--- What is being asked ---
Find the line containing "the car window". Retype it and every line after it through the end of the entries, exactly as written, with nothing added.

--- Stored rows ---
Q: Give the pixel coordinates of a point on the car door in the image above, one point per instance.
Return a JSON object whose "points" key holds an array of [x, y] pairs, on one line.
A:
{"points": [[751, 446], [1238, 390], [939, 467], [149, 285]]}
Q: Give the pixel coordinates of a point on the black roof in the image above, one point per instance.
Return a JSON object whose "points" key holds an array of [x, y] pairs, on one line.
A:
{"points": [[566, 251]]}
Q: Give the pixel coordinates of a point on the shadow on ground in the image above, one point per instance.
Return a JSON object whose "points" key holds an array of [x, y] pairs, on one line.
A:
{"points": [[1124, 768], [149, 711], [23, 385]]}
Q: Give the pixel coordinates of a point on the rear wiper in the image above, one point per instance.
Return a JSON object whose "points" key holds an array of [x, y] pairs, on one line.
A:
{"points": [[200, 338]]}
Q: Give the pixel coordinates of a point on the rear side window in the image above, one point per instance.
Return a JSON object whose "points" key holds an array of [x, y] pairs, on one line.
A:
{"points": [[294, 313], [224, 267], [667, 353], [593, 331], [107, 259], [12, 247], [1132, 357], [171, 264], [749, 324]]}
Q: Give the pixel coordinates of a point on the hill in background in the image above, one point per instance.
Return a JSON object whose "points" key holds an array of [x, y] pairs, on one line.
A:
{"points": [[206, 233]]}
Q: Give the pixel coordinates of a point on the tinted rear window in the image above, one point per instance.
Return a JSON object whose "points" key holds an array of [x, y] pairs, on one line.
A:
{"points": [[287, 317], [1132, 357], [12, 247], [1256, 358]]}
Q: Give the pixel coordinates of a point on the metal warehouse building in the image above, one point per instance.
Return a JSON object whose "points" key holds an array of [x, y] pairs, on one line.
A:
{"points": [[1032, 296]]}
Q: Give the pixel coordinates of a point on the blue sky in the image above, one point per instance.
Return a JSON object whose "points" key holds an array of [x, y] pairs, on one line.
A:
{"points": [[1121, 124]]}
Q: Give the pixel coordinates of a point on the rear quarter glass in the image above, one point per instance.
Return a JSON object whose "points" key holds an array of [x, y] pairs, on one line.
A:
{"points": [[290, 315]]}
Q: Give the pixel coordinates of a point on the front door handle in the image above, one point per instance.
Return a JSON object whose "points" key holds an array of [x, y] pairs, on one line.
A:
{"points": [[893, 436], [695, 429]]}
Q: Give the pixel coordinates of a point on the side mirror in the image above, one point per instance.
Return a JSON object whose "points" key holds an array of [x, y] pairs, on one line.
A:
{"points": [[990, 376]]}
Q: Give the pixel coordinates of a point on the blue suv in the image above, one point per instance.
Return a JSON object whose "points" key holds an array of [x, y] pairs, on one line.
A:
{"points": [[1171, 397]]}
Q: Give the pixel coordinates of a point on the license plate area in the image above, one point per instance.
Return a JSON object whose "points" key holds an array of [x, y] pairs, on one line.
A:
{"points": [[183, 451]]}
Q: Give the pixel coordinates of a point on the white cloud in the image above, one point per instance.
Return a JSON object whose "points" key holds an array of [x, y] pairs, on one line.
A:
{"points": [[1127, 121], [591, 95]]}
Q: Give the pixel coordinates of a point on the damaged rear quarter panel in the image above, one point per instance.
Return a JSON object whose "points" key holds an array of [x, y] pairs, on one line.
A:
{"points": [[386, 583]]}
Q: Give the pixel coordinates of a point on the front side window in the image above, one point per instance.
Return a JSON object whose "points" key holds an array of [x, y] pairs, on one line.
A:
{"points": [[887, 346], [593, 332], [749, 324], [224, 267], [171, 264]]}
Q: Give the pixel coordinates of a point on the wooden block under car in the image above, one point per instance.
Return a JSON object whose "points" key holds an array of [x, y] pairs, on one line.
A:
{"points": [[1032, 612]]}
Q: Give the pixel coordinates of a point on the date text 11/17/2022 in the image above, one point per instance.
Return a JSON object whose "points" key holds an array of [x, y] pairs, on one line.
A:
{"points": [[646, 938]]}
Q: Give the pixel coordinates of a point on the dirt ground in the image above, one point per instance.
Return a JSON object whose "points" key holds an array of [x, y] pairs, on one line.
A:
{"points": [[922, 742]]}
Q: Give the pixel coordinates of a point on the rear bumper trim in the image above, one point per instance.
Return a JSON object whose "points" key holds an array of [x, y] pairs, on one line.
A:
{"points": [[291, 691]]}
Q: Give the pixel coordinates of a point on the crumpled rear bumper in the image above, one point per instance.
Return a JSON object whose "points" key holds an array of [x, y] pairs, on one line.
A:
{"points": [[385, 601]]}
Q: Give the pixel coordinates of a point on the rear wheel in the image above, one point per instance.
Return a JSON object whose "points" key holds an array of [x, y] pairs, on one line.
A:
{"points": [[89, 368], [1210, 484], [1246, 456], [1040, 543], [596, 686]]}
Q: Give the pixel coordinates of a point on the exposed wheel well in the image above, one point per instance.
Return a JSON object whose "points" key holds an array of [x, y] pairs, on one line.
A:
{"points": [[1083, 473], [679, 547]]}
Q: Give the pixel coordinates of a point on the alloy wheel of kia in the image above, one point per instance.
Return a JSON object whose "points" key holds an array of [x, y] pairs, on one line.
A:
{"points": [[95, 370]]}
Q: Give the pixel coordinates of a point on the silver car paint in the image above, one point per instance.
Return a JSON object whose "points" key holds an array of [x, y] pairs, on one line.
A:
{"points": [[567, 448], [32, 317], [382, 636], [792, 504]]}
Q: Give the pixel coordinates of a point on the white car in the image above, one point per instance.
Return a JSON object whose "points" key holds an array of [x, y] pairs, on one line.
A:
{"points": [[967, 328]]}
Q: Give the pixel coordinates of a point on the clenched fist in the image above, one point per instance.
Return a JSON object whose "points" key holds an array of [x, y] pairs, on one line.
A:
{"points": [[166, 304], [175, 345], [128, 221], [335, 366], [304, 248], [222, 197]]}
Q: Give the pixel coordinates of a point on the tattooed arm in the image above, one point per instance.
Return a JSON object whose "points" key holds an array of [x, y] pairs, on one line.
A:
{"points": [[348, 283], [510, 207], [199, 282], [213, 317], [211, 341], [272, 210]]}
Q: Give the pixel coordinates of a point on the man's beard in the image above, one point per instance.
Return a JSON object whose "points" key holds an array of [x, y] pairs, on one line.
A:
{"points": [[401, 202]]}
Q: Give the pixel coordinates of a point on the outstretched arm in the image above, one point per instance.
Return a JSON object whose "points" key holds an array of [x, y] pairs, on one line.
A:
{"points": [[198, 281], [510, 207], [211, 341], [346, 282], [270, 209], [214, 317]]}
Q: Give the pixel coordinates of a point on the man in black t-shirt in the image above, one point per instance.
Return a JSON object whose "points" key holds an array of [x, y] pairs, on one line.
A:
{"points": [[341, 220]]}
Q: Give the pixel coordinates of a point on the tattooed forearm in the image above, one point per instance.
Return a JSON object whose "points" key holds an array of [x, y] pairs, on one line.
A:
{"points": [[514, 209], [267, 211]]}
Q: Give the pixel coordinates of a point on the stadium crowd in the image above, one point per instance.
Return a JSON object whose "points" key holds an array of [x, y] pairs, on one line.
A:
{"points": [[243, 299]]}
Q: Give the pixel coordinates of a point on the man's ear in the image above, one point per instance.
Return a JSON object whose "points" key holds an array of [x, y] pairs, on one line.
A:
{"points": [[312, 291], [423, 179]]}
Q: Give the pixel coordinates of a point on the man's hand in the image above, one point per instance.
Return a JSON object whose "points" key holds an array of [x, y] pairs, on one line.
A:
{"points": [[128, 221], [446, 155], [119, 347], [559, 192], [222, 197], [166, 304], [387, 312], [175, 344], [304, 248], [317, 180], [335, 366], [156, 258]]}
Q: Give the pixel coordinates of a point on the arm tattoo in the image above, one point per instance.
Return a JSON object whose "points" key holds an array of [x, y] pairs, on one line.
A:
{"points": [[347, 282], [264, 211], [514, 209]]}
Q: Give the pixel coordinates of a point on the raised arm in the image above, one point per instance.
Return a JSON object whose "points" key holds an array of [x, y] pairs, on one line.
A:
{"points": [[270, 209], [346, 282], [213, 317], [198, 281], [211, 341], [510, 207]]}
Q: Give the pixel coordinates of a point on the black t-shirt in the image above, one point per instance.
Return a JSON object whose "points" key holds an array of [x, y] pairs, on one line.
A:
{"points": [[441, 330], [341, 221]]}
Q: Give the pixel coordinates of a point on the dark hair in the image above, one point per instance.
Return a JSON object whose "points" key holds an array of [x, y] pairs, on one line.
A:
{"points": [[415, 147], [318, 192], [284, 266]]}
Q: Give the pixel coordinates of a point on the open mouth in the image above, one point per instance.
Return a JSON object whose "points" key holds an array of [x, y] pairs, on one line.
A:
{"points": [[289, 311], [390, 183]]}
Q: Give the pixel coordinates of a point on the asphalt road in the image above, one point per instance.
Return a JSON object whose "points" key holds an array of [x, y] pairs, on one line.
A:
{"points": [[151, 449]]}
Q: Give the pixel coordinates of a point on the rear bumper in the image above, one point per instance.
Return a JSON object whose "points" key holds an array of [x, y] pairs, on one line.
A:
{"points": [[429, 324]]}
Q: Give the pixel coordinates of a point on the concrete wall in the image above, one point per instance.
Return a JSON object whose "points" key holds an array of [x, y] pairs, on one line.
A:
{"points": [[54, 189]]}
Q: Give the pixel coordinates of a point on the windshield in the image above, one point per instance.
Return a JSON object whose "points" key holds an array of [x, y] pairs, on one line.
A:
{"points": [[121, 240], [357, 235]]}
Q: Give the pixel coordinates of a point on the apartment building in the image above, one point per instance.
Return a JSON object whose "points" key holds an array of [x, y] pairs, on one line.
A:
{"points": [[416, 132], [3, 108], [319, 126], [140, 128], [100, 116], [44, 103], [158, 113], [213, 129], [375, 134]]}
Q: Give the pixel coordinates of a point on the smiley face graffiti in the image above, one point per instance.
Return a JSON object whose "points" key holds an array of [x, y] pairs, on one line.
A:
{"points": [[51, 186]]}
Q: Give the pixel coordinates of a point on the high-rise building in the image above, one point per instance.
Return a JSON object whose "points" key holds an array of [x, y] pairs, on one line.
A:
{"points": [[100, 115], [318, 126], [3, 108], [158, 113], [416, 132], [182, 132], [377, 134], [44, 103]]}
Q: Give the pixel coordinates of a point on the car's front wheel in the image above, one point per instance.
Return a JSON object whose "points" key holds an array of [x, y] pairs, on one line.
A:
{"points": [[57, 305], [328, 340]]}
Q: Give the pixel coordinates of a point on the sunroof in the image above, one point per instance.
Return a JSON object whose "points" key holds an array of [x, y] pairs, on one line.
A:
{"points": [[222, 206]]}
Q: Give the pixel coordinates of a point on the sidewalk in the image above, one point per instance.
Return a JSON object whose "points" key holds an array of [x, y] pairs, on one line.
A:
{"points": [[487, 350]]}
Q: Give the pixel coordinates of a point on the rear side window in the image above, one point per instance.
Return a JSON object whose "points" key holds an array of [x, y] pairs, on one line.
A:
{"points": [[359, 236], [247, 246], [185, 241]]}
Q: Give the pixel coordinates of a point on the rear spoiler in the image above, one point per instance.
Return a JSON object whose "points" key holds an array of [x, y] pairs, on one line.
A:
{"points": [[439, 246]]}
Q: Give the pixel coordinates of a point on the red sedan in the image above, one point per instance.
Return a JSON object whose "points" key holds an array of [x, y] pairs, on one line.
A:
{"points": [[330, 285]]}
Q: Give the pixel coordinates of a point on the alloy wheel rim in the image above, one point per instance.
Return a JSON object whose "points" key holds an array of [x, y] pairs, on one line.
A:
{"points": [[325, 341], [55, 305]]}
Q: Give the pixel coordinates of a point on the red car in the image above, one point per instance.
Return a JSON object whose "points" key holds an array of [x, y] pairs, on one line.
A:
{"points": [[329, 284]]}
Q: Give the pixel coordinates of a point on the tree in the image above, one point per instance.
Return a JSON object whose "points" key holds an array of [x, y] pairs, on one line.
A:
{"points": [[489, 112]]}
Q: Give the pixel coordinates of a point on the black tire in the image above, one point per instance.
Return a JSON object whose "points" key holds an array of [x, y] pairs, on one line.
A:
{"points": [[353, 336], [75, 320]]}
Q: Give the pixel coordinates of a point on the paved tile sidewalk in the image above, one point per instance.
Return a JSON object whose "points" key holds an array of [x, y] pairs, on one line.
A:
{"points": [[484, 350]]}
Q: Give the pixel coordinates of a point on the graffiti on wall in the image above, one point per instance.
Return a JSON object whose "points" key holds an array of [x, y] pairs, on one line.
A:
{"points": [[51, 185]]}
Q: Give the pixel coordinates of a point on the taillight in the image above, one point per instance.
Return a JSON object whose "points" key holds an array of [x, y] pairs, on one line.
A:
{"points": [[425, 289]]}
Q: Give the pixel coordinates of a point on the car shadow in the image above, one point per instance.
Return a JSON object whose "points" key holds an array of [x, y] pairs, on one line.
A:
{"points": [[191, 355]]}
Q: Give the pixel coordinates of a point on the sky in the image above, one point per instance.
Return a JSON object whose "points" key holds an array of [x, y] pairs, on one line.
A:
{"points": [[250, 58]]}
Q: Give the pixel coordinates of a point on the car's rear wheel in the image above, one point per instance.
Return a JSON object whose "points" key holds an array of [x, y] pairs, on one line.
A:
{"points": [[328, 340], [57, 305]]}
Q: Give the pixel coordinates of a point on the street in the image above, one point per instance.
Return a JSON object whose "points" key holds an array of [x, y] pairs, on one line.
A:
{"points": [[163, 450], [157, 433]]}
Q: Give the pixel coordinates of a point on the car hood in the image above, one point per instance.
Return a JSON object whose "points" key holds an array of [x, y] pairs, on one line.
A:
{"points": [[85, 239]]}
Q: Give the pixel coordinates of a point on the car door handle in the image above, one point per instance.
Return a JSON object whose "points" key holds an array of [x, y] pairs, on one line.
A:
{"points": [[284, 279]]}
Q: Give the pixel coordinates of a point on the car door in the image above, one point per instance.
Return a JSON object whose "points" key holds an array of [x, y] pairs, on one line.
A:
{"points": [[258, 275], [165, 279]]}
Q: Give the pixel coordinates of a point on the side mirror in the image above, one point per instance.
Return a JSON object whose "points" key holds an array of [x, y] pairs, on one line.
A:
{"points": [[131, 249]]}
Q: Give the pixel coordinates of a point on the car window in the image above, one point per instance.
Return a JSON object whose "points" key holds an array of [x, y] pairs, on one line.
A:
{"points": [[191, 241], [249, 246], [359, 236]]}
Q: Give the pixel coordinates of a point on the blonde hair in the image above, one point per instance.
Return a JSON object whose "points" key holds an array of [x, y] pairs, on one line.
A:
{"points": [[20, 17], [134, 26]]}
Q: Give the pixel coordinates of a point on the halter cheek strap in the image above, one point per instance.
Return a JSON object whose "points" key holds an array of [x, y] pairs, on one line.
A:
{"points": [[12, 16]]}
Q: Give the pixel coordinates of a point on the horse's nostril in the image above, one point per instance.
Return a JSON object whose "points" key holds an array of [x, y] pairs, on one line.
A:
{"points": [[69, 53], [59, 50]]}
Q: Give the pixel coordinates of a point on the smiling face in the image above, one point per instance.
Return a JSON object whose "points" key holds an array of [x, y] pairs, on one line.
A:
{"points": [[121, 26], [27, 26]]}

--- Result ---
Q: Give the pixel coordinates of a point on the car window in the image above, one point per instance.
Return a JSON object whose "points" key holds an array of [x, y] pairs, on one line.
A:
{"points": [[191, 241], [249, 246], [359, 236]]}
Q: Give the pixel coordinates of a point on the blonde hair in the image above, one point per instance.
Return a JSON object whose "points" key holds an array of [x, y] pairs, on one line.
A:
{"points": [[20, 17], [134, 26]]}
Q: Give the pixel coordinates of a point on the halter cheek strap in the image above, one point per instance.
Return a JSON object whose "points" key holds an array of [x, y] pairs, on one line.
A:
{"points": [[12, 16]]}
Q: Give the pixel coordinates of a point on the horse's nostril in the image above, one point per instance.
Return a JSON object whose "points" key holds an array of [x, y] pairs, on one line.
A:
{"points": [[69, 53], [59, 50]]}
Q: Give the pixel coordinates of a point on the smiling face in the image above, one point per instance.
Return a JSON object whose "points" key holds an array of [x, y] pairs, on one line.
A:
{"points": [[121, 26], [27, 26]]}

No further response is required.